---- RAW DATA

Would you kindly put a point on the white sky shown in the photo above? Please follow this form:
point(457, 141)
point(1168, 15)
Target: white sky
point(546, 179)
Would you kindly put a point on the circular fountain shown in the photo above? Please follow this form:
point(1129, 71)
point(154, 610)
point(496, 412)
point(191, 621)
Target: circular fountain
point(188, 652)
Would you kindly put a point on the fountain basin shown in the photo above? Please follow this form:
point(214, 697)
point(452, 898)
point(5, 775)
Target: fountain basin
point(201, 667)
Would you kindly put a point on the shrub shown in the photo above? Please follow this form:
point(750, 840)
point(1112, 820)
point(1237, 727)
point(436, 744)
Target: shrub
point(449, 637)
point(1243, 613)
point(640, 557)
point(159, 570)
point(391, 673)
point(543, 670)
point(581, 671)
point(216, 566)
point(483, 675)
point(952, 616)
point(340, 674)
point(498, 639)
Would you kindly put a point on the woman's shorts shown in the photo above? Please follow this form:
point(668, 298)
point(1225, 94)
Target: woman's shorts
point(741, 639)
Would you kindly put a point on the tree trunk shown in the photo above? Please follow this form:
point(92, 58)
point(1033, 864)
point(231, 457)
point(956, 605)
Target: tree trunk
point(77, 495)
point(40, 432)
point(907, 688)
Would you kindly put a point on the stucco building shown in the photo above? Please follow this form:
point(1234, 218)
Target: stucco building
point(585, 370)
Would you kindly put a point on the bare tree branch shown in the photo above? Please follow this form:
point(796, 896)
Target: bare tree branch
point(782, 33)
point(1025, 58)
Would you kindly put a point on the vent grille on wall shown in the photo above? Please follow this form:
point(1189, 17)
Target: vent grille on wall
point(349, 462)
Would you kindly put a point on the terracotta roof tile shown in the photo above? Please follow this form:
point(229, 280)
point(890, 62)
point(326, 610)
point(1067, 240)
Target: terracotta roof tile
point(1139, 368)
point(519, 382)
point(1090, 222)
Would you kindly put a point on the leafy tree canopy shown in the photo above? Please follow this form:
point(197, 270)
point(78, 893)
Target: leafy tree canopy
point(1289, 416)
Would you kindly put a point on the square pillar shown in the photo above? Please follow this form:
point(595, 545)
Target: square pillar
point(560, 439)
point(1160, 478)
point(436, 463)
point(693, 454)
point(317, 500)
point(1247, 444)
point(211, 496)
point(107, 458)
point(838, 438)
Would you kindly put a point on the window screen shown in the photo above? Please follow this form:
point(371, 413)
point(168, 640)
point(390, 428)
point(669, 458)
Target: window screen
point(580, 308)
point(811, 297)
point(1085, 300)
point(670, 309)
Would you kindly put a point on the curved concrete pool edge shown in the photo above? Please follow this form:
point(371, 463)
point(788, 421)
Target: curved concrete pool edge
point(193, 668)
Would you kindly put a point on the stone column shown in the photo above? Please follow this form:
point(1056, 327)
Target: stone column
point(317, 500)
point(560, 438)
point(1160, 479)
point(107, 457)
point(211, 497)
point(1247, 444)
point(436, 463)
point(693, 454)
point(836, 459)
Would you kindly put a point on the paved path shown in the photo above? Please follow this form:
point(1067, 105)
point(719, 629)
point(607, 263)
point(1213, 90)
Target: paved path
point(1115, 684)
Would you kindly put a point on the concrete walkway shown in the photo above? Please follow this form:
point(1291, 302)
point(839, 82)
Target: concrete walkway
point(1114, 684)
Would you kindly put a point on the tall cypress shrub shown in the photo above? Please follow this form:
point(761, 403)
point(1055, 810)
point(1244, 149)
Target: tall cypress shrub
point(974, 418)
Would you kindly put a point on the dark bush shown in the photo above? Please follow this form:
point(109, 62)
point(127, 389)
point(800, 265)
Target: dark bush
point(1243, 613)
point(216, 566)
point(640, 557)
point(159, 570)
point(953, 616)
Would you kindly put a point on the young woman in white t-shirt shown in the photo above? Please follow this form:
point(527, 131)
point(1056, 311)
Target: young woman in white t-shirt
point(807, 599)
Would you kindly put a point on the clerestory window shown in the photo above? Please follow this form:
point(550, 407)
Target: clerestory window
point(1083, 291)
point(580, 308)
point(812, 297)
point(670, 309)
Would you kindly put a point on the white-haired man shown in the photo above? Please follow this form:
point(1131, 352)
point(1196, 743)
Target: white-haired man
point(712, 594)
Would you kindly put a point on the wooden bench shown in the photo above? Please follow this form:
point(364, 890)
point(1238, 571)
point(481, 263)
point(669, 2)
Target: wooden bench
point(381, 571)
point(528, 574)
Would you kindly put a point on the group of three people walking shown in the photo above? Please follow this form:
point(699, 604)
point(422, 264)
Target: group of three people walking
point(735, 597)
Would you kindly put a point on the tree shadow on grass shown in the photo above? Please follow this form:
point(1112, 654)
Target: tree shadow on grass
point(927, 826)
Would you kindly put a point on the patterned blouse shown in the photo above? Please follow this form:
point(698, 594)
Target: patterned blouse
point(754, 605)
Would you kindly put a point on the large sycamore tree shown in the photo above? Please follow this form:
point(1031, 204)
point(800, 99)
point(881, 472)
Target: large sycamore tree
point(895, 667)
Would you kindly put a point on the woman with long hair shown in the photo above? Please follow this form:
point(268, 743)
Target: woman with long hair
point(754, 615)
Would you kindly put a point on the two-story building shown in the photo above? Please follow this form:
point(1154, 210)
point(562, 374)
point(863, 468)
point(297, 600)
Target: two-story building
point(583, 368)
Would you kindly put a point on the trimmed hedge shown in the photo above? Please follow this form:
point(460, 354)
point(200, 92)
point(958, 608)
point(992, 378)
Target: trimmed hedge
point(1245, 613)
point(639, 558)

--------
---- RAW DATA

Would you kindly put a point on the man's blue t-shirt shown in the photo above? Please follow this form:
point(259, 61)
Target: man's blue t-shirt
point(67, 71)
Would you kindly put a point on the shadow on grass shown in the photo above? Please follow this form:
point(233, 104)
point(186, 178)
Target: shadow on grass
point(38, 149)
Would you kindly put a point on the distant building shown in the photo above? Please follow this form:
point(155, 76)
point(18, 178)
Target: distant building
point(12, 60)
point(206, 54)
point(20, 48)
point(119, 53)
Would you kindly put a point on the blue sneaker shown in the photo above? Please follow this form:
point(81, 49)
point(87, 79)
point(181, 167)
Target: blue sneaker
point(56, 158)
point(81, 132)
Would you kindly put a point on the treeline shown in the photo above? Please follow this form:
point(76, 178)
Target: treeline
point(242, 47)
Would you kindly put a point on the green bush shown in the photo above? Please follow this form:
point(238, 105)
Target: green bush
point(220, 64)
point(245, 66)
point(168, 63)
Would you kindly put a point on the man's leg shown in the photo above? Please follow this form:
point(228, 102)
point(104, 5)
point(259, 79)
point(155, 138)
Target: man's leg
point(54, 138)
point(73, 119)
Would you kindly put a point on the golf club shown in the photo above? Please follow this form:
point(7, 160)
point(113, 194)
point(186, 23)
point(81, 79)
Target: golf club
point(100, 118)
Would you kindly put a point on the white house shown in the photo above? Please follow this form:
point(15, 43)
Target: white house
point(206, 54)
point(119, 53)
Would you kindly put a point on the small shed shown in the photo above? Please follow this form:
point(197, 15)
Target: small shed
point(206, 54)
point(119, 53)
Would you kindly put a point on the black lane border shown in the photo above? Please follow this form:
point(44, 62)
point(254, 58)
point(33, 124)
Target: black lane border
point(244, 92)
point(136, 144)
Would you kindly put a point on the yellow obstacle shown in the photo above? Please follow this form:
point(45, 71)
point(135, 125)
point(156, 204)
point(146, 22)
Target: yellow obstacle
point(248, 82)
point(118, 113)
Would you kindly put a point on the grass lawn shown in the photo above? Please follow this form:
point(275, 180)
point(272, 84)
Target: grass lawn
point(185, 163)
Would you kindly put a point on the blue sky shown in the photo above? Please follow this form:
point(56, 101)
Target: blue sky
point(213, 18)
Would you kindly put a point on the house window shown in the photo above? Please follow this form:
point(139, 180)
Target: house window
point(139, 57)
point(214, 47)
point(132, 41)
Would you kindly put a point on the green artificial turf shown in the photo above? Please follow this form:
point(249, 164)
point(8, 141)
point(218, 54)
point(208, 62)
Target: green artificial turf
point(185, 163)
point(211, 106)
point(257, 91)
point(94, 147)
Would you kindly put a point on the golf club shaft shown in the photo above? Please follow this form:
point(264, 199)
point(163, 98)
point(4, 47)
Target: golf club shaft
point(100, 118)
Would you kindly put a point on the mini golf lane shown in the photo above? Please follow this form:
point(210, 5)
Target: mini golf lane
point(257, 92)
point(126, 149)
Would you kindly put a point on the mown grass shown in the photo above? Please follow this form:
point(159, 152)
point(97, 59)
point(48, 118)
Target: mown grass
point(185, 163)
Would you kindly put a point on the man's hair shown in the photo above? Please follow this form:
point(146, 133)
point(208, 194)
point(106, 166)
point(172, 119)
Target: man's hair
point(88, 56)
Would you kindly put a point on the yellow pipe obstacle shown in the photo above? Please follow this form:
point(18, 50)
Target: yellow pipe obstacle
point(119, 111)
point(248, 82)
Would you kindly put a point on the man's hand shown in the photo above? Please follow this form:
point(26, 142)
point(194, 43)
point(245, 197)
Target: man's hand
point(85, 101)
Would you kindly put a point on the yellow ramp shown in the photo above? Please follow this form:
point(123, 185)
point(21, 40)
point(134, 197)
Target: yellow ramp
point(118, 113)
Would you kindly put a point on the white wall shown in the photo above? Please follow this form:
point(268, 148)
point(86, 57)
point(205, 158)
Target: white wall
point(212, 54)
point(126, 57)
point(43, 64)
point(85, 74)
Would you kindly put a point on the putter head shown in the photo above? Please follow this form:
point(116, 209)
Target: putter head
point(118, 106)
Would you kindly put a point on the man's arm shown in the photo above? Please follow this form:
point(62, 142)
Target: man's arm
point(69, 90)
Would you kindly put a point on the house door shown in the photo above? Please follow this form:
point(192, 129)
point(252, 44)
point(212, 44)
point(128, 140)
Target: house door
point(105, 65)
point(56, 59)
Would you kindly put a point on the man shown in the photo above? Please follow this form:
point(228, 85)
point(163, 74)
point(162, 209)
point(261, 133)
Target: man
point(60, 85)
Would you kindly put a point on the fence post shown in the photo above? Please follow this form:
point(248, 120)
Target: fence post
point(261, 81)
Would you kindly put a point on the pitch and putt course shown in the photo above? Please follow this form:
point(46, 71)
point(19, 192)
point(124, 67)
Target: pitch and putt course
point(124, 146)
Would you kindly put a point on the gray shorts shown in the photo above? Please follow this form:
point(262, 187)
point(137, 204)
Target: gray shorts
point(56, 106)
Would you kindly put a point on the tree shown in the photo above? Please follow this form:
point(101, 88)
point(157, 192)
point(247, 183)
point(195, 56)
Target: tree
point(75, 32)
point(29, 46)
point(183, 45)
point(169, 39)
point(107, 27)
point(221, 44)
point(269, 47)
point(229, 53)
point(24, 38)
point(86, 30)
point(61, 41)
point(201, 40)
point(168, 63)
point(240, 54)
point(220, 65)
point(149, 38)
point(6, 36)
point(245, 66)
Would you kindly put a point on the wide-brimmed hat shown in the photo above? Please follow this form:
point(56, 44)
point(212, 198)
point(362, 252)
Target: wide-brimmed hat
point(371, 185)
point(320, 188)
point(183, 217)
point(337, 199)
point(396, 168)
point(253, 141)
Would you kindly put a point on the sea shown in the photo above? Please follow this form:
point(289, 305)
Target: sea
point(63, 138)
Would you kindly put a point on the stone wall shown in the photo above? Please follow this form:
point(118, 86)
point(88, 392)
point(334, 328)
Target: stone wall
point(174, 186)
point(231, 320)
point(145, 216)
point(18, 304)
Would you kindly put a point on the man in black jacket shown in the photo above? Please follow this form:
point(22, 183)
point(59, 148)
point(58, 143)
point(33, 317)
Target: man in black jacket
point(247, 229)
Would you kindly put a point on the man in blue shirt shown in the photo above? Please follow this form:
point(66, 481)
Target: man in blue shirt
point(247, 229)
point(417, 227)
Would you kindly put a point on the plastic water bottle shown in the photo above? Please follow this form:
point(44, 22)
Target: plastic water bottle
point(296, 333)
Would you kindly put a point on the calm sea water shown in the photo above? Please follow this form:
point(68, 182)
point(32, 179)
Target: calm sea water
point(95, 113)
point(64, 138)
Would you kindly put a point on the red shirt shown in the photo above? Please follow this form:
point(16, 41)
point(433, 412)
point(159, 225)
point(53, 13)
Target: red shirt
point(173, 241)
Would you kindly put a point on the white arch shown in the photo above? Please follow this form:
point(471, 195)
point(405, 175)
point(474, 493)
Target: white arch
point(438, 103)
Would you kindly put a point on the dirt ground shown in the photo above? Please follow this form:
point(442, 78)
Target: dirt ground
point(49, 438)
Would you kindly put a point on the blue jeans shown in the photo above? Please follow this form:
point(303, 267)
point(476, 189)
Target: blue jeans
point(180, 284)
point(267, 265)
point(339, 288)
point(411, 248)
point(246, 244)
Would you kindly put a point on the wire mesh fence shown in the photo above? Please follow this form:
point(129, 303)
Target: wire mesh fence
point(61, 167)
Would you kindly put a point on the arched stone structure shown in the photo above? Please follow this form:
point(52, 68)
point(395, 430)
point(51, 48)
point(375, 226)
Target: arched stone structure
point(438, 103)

--------
---- RAW DATA

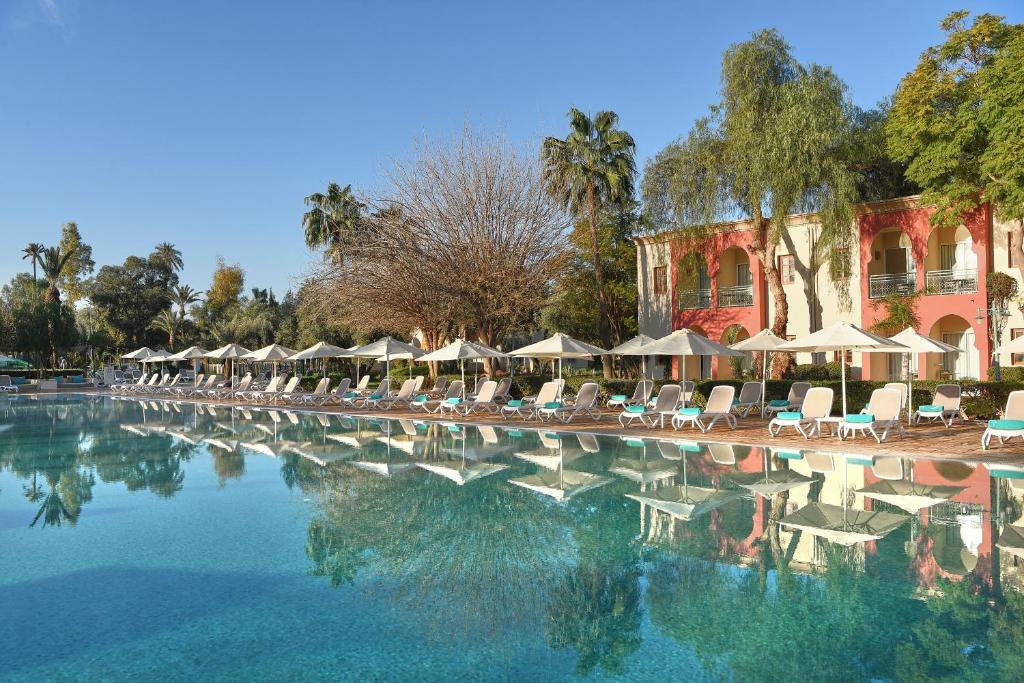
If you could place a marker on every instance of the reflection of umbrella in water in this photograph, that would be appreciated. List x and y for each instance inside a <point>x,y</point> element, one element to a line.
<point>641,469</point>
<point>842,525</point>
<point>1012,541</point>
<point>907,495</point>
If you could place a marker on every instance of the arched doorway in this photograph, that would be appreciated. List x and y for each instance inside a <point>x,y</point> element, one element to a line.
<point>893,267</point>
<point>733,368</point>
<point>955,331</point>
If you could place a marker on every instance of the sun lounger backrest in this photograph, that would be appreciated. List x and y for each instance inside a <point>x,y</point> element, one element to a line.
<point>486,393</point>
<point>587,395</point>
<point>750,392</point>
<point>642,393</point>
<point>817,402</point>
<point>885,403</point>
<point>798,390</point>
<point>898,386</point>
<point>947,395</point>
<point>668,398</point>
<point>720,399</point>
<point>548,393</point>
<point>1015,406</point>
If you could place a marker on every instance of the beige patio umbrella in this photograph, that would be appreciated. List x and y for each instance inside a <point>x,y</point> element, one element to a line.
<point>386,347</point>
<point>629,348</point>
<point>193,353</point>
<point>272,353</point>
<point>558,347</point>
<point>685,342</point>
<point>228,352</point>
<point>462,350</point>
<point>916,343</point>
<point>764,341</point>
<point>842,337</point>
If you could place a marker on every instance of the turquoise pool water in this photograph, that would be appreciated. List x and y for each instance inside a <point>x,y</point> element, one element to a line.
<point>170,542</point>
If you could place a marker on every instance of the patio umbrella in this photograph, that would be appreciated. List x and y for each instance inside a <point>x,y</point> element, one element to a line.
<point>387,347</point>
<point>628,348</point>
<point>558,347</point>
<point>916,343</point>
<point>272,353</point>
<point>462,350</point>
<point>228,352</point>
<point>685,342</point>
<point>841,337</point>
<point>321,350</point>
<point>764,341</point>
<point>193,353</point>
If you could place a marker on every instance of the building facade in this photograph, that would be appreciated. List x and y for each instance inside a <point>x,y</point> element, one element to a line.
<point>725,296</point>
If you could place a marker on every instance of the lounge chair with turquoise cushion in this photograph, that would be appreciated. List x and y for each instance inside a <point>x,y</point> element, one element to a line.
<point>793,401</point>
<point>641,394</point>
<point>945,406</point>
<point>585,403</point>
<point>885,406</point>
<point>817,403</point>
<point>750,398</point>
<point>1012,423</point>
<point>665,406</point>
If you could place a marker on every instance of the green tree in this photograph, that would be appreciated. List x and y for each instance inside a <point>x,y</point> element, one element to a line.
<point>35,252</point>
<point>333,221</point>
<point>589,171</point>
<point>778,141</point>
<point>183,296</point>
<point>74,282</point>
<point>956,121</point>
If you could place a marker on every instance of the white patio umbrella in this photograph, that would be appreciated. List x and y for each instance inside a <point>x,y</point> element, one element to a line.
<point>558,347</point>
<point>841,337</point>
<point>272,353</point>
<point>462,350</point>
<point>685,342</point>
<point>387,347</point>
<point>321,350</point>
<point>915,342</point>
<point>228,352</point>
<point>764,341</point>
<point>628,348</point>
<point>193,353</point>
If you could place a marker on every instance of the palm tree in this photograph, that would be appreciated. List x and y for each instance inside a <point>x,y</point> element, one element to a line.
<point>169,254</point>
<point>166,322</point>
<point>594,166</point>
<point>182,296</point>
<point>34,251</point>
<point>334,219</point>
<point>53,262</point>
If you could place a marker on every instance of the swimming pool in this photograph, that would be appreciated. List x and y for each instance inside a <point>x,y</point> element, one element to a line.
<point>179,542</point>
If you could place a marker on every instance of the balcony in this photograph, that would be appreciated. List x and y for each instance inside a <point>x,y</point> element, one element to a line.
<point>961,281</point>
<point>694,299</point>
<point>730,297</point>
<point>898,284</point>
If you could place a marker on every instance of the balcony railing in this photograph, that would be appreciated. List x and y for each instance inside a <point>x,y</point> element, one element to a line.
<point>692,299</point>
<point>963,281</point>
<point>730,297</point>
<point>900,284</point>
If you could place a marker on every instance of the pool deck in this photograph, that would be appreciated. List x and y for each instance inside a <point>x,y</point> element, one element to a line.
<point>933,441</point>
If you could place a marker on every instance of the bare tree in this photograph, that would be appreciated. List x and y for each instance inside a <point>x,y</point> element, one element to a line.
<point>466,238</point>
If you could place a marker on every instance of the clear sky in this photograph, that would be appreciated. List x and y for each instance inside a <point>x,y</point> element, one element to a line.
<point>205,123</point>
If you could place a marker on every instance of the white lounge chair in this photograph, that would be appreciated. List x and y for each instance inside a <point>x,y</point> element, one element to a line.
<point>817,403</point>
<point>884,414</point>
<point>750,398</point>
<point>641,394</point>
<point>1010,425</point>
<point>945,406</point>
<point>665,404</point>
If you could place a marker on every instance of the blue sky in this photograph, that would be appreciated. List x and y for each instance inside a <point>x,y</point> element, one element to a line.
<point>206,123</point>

--------

- **WHAT YOU WILL DO**
All lines in the data above from the one with "point(496, 412)" through the one with "point(326, 610)" must be repeated exactly, and no others.

- **EXERCISE RESULT**
point(496, 412)
point(191, 621)
Target: circular fountain
point(188, 652)
Would you kindly put a point on the fountain basin shown in the photo above? Please follow this form:
point(214, 697)
point(452, 898)
point(5, 775)
Target: fountain basin
point(201, 667)
Would you kindly put a point on the shrub shown in the photo above? Please follow this form:
point(750, 840)
point(1112, 820)
point(1237, 727)
point(436, 744)
Target: shrub
point(449, 637)
point(1243, 613)
point(640, 557)
point(159, 570)
point(391, 673)
point(543, 670)
point(581, 671)
point(216, 566)
point(483, 675)
point(952, 616)
point(340, 674)
point(498, 639)
Would you kindly put a point on the woman's shorts shown in the photo above? Please follow this form:
point(668, 298)
point(1225, 94)
Target: woman's shorts
point(741, 639)
Would you kindly put a point on the tree trunk shown in the photo above? Please follow this form:
point(92, 58)
point(1033, 864)
point(231, 457)
point(956, 605)
Target: tree trunk
point(77, 495)
point(40, 432)
point(907, 688)
Would you kindly put a point on the stucco building shown in the photo above? Please follow this form:
point(1234, 218)
Target: stucco building
point(585, 370)
Would you kindly put a point on the bare tree branch shown in the photo above? Please follow this form:
point(796, 896)
Target: bare tree branch
point(782, 33)
point(1025, 58)
Would you kindly put a point on the vent grille on wall shown in the photo above? Please follow this form:
point(1189, 17)
Target: vent grille on wall
point(349, 462)
Would you kindly put a point on the terracotta roof tile shown in the photo above? Please follow this form:
point(229, 280)
point(890, 62)
point(326, 610)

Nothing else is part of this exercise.